■ **任务说明**:
请从最后一句之后开始,续写这篇谈企业成长与成熟的文段。

■ **所给文段**:
那一年,我们开始注意到客户变动率在逐渐上升,同时也注意到我们的净利润率持续下降。我们一直采用的工作流程也不再那么好用。

对于成长中的公司来说,这纯属正常现象。而一旦你意识到自己其实一直在自我迷醉中,全然无视即将到来的挑战,猛醒后走向成熟的过程可能会让你感到不舒服。

当我还是商学院一名初出茅庐的企业家时,我研读了每一本能找到的商业书籍。我最爱读的书之一是马歇尔·戈登史密斯  的《没有屡试不爽的方法:成功人士如何获得更大的成功》。该书着眼于基本的职业成功要素,以及更上一层楼所需要的心态和行为。这是一本关于变革的书。接着我又读了像吉姆·柯林斯  所著《从优秀到卓越》和《基业长青》一类的书。这些书中的综合并经验证的理论明确指出,把一个人或公司提升到一定层次的工具和行为,未必与助其完成一段艰难工作的历程相同。

成长中的企业碰到它们必须克服的某些障碍时,会面临不可避免的挑战。人员、系统、流程,甚至那些将企业带入一定程度增长的文化,与协助它顺利通过某个难点的那些未必是相同的。企业在成长过程中必须不断适应新的行业动向并走向成熟。

■ **数据摘录**:
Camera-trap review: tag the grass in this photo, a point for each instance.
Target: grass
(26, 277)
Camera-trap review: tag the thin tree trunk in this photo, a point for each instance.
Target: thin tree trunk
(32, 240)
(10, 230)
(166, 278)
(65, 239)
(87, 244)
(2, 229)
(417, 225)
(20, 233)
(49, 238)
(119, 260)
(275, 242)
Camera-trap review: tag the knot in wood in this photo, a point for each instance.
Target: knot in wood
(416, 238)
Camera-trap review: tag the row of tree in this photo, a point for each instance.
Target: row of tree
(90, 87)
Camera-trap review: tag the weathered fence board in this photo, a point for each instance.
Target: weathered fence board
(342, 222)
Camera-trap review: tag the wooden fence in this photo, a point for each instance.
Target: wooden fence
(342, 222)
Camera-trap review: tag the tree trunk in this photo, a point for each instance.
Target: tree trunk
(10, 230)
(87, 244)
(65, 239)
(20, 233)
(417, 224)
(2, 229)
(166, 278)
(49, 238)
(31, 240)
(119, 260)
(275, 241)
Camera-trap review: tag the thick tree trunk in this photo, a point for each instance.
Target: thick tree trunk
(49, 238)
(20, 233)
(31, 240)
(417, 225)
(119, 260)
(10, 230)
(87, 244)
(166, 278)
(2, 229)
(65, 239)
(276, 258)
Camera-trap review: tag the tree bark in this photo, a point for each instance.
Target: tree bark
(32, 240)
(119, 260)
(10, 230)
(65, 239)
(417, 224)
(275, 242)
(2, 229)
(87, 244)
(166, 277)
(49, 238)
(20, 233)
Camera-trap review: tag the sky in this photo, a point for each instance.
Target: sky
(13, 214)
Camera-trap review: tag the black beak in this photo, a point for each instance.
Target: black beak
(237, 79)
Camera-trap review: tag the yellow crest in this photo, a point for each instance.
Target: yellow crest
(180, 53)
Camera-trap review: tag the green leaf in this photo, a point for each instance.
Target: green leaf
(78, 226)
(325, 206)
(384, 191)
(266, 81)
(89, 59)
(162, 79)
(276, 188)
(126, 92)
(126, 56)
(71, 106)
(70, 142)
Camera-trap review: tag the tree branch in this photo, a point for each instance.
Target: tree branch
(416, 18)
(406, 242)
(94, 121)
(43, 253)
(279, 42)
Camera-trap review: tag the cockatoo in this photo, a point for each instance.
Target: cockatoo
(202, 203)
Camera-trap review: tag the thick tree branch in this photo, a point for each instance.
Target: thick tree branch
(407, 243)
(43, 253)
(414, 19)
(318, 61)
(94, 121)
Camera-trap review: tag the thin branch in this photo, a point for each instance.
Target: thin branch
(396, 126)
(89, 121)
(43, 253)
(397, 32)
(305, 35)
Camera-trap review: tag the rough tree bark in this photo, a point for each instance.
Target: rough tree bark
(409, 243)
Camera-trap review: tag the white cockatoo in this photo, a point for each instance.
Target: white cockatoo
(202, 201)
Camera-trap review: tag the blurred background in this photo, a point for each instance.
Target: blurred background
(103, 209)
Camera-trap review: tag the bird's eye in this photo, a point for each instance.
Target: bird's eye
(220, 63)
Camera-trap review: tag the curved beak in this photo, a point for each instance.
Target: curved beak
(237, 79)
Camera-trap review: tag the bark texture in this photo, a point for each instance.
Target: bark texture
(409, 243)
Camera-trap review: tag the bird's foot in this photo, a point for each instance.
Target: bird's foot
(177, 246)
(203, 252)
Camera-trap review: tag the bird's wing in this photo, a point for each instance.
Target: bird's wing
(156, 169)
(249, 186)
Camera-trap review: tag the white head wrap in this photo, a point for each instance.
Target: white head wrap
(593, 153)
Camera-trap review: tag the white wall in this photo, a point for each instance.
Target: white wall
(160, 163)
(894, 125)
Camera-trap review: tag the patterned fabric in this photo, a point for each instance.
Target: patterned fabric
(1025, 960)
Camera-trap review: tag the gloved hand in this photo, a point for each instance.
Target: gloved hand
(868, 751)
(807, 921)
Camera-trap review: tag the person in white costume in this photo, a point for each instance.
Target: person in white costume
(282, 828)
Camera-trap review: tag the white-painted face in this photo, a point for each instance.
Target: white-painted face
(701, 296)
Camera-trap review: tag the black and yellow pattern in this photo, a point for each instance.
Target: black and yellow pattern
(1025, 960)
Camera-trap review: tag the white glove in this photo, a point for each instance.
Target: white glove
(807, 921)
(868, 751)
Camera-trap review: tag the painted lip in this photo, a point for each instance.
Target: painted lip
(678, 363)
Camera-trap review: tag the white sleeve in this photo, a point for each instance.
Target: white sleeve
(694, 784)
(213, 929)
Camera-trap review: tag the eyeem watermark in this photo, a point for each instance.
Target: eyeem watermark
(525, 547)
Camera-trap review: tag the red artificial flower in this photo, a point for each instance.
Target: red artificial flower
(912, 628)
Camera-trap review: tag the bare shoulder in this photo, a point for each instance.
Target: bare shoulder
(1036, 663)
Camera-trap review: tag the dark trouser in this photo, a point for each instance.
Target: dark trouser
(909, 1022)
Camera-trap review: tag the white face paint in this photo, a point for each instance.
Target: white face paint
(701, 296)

■ **本题答案**:
我开始看到了转机。我们已经大刀阔斧地调整了我们的流程和业务模式,公司规模扩充到了100多名员工。但是现在,像许多组织一样,我们遭遇了一些未必有现成答案的问题。

然而,有一点我们很清楚,就是我们需要全力建设一种强大的文化,然后借助于它来推动必要的变革。文化驱动转型的时刻到了。

我们的内部研究指出,我们需要新系统、新软件、新的销售和营销战略、新部门,以及我们需要断绝业务关系的客户清单。基本上,这将是一次全面彻底的转型和品牌再造过程。通过使用“文化驱动转型”模型,我们定义了高屋建瓴的转型愿景,并执行了文化诊断分析来收集数据。我们依据这些数据,界定了获得预期结果的心态和行为。

例如,经过诊断,我们发现本公司文化的一项重要内容,是团队成员都满怀激情,全心全意地服务好客户,帮助他们提高业绩。但与此同时,我们与客户的沟通方面,客户满意度却在下降,这种反差表明我们肯定在某些方面做得不足。我们很快就发现其实这个问题很容易解决。我们只是一直未曾做出改变。

因此,我们有了项新任务:充分利用我们满怀激情这种优势,争取与客户有更好的沟通——我们反复向各个团队强调这一点。

但这不仅仅是只出现在幻灯片上的言辞。我们还采取行动以加强这些言辞。公司彻底重组了业务部门,将客户经理与项目经理配对,并给他们每人5到10个客户,让他们切实地“拥有”客户。我们也改变了衡量我们团队的标准,这样一来,只要他们实现了为此次转型而设立的同样目标,他们就能得到奖励。我们找对了路子。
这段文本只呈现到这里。